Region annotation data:
* START *

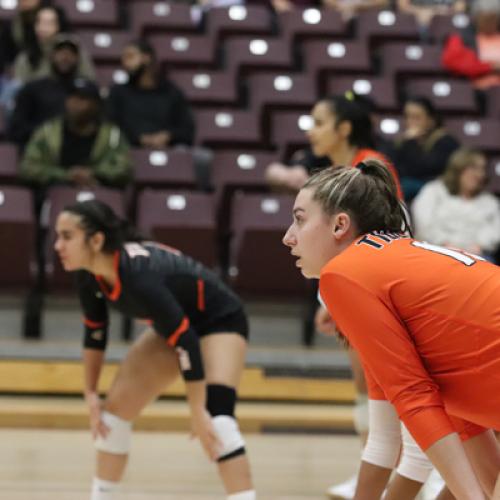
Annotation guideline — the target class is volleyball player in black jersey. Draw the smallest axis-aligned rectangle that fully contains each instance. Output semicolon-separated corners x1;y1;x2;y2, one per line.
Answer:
55;200;256;500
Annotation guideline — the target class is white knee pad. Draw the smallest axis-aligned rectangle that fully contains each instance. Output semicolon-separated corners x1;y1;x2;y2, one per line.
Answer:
95;411;132;455
361;399;401;469
353;395;369;434
227;490;257;500
397;424;432;483
212;415;245;460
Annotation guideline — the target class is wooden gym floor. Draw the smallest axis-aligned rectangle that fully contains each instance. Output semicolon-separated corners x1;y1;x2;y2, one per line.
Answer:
0;429;359;500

* END *

#### Stated task:
Copy out the lines of the data word for word, beginning with the line that contains "Annotation guideline — the target class is white" and continuing through the final line of the data, with both included.

#### Answer for the task:
Annotation guideline — the target class is white knee pad. Draw the smallest axis-aligned rectangle that fully contains each instance. Output semicolon-separated corners x1;y1;x2;y2, one per line.
Answer:
95;411;132;455
361;399;401;469
353;395;369;434
227;490;257;500
397;424;432;483
212;415;245;460
Annotation guideline — the target class is wooden gym floor. Draw the smallest axis-aligned rectangle that fully contains each instance. Output semicolon-separated corners x1;y1;x2;y2, one per line.
Answer:
0;429;359;500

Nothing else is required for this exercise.